* Work to complete:
(1) In the broadcast report on the Soviet winter counteroffensive, how many prisoners does Stalin say were taken?
(2) Write out the portion of the broadcast report on the Soviet winter counteroffensive that begins at the words "The Soviet Winter" and ends after "the winter offensive.".
Start of Supplied text
The Soviet Winter Counteroffensive
Soviet soldier in 1942 wearing SN-42 body armor (source) |
(For more, see the complete 1943 Moscow reports.)
Bill Downs
CBS Moscow
January 26, 1943
Josef Stalin issued a special order of the day to the Red Army in which he expressed his gratitude and congratulations to his officers and men for their victories during the 68 days of the winter offensive.
He also revealed some interesting figures concerning Axis losses during this period. He said that 102 enemy divisions had been routed and over 200,000 prisoners taken. These prisoners are in addition to the half-million Nazis and Fascists killed since the Russian offensive began on November 19.
According to the army newspaper Red Star, Hitler is now demanding that his Axis partners in crime order complete mobilization and send all their reserves to make up the losses suffered on the Eastern Front. The newspaper says that the jackal states are resisting these demands. Take a glance at what they have already lost in trying to defeat Russia and you can understand why.
End of Supplied text
Start of Raw data
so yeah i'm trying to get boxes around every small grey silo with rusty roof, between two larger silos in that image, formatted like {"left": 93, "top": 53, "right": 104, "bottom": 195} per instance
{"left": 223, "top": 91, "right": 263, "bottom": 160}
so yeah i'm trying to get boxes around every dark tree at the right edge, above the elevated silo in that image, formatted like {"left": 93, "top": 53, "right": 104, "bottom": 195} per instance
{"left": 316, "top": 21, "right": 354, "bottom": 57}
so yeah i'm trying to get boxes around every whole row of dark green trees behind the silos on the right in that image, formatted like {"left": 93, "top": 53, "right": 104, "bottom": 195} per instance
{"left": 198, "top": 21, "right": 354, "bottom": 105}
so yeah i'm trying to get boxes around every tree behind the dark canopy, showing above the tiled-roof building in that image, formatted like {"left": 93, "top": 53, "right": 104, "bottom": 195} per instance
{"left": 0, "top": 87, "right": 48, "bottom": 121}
End of Raw data
* Task-by-task outputs:
(1) Over 200,000 prisoners.

(2)
The Soviet Winter Counteroffensive
Soviet soldier in 1942 wearing SN-42 body armor (source) |
(For more, see the complete 1943 Moscow reports.)
Bill Downs
CBS Moscow
January 26, 1943
Josef Stalin issued a special order of the day to the Red Army in which he expressed his gratitude and congratulations to his officers and men for their victories during the 68 days of the winter offensive.